→ Source document
▶

Federal motor carrier regulations: Charter buses and other commercial buses must comply with FMCSA rules covering driver qualifications, hours of service, drug and alcohol testing, and vehicle inspections. Violations of federal regulations can strengthen your case by proving negligence per se.
Dram shop laws: If an intoxicated bus driver caused your accident, you may have a claim against a bar or restaurant that overserved them before they got behind the wheel.
Kenny Perez understands how these laws interact to affect your case. We use every available legal theory to maximize your compensation.
How METRO and Insurance Companies Fight Bus Accident Claims
Government transit authorities and insurance companies don’t voluntarily pay full value for bus accident injuries. They employ experienced adjusters and attorneys whose job is to pay you as little as possible.
Common tactics include:
Denying the driver was negligent: They’ll claim the driver did nothing wrong, or that another vehicle caused the accident. They’ll point to minor damage and argue the crash wasn’t serious enough to cause your injuries.

◀

→ Required work
(A) Based on the bus accident text, answer yes or no to each statement, and quote the exact words from the text that decide it: (i) Charter buses fall under FMCSA rules on hours of service. (ii) Government transit authorities voluntarily pay full value for bus accident injuries. (iii) A dram shop claim may be brought against a bar that overserved an intoxicated bus driver.
(B) Continue the bus accident text from the end of its last sentence.
The records that come next have no connection to the bus accident text.

→ Supplied information
▶

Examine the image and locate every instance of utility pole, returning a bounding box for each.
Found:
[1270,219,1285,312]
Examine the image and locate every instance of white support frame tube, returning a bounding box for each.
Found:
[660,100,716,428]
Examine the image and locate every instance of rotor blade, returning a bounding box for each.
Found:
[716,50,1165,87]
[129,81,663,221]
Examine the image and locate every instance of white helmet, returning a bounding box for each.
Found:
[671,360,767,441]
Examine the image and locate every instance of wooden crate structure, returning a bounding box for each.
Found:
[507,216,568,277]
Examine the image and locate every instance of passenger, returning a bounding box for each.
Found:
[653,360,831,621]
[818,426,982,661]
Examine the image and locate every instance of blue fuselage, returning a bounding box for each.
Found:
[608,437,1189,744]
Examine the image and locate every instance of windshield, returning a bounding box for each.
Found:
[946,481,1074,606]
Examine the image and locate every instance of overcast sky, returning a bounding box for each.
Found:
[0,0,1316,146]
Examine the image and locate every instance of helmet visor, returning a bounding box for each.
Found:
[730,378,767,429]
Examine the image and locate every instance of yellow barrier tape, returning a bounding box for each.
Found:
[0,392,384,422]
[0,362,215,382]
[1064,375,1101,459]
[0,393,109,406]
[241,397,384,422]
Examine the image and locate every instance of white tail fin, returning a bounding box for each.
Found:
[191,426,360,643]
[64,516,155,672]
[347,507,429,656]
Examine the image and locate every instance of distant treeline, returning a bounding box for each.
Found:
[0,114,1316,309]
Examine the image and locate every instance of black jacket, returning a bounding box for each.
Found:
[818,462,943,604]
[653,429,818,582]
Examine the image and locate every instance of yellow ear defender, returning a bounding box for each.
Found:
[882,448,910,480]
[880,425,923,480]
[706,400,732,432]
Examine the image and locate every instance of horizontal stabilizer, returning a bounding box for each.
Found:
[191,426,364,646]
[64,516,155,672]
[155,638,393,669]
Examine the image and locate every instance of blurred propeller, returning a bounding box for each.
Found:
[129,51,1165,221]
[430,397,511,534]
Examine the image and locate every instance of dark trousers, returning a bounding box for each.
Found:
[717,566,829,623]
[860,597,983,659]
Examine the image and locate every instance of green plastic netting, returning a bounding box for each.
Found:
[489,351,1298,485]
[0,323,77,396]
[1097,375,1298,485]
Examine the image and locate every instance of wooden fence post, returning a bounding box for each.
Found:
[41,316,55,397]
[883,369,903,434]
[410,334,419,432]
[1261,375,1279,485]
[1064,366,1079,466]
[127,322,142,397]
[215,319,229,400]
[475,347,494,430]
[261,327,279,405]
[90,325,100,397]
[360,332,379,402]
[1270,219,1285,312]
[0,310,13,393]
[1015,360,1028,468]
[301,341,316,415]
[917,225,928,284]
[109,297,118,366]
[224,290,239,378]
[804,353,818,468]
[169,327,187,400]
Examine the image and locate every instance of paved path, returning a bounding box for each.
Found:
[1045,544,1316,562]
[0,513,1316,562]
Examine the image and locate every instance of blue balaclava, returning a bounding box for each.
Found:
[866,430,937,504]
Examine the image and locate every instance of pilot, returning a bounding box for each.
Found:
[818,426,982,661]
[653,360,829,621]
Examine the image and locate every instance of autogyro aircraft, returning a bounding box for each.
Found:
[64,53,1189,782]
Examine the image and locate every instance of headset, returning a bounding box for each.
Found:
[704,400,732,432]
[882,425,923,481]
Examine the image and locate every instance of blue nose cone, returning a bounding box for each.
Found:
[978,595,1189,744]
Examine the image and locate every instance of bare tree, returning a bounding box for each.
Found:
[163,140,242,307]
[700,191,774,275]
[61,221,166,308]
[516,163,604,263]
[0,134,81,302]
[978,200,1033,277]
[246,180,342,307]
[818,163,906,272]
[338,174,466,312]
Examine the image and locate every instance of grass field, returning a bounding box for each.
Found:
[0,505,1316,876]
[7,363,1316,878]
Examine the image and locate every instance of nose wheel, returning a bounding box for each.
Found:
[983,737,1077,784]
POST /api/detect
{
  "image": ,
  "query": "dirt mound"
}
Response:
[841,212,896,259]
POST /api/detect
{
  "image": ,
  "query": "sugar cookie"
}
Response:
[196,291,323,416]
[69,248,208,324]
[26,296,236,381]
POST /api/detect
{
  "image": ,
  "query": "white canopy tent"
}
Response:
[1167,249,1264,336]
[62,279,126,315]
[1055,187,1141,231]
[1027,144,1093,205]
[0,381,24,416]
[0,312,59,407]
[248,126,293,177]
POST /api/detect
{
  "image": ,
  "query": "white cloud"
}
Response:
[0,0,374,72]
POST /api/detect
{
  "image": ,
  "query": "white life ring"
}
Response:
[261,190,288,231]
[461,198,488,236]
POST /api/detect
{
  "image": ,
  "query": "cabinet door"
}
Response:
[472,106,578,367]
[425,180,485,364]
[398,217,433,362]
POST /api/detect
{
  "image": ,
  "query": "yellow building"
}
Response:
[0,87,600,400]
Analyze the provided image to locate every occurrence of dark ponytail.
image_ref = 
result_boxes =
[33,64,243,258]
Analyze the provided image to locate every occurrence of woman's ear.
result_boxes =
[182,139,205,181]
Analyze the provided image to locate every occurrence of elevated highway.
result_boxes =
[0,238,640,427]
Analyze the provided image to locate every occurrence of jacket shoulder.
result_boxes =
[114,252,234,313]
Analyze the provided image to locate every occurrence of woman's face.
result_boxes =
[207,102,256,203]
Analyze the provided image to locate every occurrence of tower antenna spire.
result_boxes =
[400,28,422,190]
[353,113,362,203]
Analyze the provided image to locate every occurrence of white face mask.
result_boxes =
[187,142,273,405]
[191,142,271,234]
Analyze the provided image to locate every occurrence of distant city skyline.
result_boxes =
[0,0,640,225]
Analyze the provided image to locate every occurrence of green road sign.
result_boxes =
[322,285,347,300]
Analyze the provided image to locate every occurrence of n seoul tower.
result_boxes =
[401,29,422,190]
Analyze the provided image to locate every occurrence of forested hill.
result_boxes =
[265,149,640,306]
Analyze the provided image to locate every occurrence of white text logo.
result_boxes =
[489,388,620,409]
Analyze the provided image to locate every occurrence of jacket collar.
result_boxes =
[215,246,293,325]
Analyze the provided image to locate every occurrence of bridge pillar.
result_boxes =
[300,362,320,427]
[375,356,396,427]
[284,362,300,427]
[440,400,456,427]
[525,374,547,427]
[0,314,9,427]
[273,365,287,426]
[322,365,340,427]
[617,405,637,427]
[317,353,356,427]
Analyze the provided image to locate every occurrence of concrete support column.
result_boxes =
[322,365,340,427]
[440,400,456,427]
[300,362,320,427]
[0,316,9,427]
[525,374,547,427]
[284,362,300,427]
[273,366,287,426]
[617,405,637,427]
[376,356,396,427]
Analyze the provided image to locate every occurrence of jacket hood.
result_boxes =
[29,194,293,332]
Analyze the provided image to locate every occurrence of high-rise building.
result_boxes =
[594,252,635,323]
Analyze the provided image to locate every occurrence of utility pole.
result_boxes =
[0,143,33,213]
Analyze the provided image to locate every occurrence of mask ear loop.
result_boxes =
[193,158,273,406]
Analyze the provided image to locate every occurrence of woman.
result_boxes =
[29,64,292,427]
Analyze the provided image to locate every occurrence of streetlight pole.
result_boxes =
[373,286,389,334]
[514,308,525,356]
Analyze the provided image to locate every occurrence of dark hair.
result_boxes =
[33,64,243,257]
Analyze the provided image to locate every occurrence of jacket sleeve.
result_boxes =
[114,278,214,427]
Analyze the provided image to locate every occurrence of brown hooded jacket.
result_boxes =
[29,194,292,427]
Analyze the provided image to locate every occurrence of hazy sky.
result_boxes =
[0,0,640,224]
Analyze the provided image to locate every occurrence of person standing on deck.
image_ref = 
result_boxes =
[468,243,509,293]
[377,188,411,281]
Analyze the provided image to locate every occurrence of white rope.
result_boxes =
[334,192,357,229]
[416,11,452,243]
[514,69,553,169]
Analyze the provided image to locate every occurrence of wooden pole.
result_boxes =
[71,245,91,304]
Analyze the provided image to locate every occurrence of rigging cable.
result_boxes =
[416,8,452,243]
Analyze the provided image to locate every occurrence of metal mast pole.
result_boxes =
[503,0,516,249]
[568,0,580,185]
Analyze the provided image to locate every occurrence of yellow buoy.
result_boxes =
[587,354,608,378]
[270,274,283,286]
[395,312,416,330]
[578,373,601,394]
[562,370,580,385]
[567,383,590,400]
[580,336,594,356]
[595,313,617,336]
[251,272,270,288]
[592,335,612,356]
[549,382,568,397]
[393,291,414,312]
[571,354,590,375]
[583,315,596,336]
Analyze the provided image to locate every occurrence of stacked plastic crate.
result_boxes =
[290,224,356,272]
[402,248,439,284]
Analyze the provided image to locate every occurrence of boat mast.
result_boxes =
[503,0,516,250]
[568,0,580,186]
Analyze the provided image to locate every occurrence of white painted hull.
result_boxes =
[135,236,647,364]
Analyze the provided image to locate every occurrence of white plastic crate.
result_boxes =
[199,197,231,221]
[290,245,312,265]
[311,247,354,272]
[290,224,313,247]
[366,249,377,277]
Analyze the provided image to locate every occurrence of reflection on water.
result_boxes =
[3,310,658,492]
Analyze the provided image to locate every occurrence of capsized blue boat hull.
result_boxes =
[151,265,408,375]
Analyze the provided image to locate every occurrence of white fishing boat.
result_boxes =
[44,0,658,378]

◀

→ Answers in order
(A)
(i) Yes: "Charter buses and other commercial buses must comply with FMCSA rules covering driver qualifications, hours of service, drug and alcohol testing, and vehicle inspections."
(ii) No: "Government transit authorities and insurance companies don’t voluntarily pay full value for bus accident injuries."
(iii) Yes: "you may have a claim against a bar or restaurant that overserved them before they got behind the wheel."

(B)
Blaming you: They’ll argue you caused your own injuries by standing when you should have been seated, not holding a handrail, or boarding or exiting unsafely.
Disputing your injuries: Insurance doctors will review your medical records and claim you weren’t hurt that badly, that you had pre-existing conditions, or that you exaggerated symptoms.
Offering quick, low settlements: Shortly after the accident, before you’ve even finished treatment, they’ll offer a small check and ask you to sign a release. This settlement rarely covers your full medical costs, let alone lost wages and pain.
Exploiting procedural technicalities: They’ll argue you missed a deadline, failed to provide proper notice, or didn’t follow required procedures—hoping to get your case thrown out on technicalities rather than deciding it on the merits.
Delaying your case: They know injured victims need money for bills. By dragging out negotiations, they hope you’ll accept less just to get something.
Kenny Perez Law has countered these tactics hundreds of times. We know what your case is truly worth and won’t let METRO or insurance adjusters bully you into accepting less. We’ve recovered over $75 million by standing up to the largest transit authorities and insurance companies in Texas.
Why Choose Kenny Perez Law for Your Houston Bus Accident Case

Bus accidents involve complex liability, government immunity issues, and insurance companies that fight hard to minimize payouts. You need an attorney with the knowledge, resources, and determination to take on powerful defendants.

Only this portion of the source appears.